WRITTEN PROBLEM: Copy the lines that follow, keeping every character the same.
————
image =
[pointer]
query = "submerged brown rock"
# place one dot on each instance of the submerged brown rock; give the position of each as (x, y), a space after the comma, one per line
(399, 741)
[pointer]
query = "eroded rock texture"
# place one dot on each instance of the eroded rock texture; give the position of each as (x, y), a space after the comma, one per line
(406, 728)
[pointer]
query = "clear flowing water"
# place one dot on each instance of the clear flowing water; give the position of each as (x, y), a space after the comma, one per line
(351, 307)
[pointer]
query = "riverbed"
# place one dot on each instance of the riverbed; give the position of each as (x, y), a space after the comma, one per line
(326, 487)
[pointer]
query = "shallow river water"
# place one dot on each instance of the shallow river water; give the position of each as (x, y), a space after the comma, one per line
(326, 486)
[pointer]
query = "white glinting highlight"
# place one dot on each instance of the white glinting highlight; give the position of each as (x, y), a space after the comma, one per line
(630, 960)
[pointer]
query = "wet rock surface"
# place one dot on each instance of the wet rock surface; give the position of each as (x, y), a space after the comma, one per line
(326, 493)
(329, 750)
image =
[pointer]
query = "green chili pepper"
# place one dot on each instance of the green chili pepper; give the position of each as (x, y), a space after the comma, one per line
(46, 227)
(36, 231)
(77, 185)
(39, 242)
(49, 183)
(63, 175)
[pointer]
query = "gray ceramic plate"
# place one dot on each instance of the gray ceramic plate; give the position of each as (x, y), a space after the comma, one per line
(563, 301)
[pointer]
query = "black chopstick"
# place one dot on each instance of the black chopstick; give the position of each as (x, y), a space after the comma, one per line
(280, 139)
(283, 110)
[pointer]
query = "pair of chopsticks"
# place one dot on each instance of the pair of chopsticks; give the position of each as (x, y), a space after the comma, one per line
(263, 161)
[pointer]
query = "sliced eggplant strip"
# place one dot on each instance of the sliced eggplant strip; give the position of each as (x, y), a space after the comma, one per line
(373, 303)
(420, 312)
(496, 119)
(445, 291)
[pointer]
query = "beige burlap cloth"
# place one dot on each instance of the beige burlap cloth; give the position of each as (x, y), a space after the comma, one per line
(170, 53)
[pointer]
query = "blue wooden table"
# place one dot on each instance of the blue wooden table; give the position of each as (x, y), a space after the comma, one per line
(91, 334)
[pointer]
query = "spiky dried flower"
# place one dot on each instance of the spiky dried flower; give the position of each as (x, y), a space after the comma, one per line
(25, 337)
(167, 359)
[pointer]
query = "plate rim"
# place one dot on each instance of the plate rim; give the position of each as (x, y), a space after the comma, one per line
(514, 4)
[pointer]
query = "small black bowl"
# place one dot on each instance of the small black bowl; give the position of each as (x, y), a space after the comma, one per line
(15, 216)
————
PROBLEM SOLUTION:
image =
[pointer]
query = "submerged brown rock"
# place one dot on each instance of the submerged brown rock; give the position of each as (x, y), a space after the comma, one per line
(399, 741)
[pointer]
query = "eroded rock texture"
# place one dot on each instance of the eroded rock texture; give the position of each as (x, y), a space after the comma, one per line
(406, 728)
[pointer]
query = "clear flowing water"
# place one dot on each instance of the clear flowing water; give the position of each as (x, y), a space after the comma, one per line
(351, 307)
[pointer]
query = "riverbed"
# place one dot on each instance of the riverbed; give the position of each as (x, y), a space after the comma, one per line
(326, 487)
[pointer]
query = "shallow river water"
# place one dot on each instance of the shallow river water; give the position of each as (x, y), a space after the comma, one per line
(326, 486)
[pointer]
query = "white glinting highlight"
# place one dot on each instance of the white glinting highlight; give the position of each as (x, y), a space after the comma, one per line
(630, 960)
[pointer]
query = "wet rock surface"
# place one dot on each instance of the wet rock surface; give the position of each as (x, y), a space after the comma, one per line
(326, 493)
(329, 750)
image =
[pointer]
query = "green chili pepper"
# place one dot on each instance of the green chili pepper; give the position of each as (x, y), a space after the comma, one per line
(46, 227)
(36, 231)
(77, 185)
(39, 242)
(49, 183)
(63, 175)
[pointer]
query = "gray ceramic plate"
# place one dot on each instance of the gray ceramic plate; give the position of each as (x, y), a space after the comma, one per line
(563, 301)
[pointer]
query = "black chopstick"
# place one dot on each instance of the black chopstick; give the position of each as (x, y), a space after the comma, one per line
(280, 139)
(283, 110)
[pointer]
query = "pair of chopsticks"
# place one dot on each instance of the pair of chopsticks; give the position of each as (x, y), a space after the comma, one per line
(263, 161)
[pointer]
query = "sliced eggplant strip"
# place one dot on each instance of the sliced eggplant strip; give the position of each as (x, y), a space after the comma, one per line
(373, 303)
(420, 312)
(496, 119)
(445, 291)
[pointer]
query = "beige burlap cloth"
# place one dot on each instance of the beige burlap cloth; give the position of each as (x, y), a space after the comma, one per line
(170, 53)
[pointer]
query = "blue wooden table"
# place one dot on each instance of the blue wooden table; give the position of each as (x, y), a space after the comma, one per line
(91, 334)
[pointer]
query = "spiky dried flower"
# place one dot on each instance of the spiky dried flower; give the position of each as (x, y), a space after the comma, one per line
(25, 337)
(167, 359)
[pointer]
query = "plate rim"
# place one dot on each instance of the plate rim; give the position of each as (x, y), a space after the comma, one per line
(514, 4)
[pointer]
query = "small black bowl"
# place one dot on each instance of the small black bowl; give the position of each as (x, y), a space after the comma, one per line
(15, 216)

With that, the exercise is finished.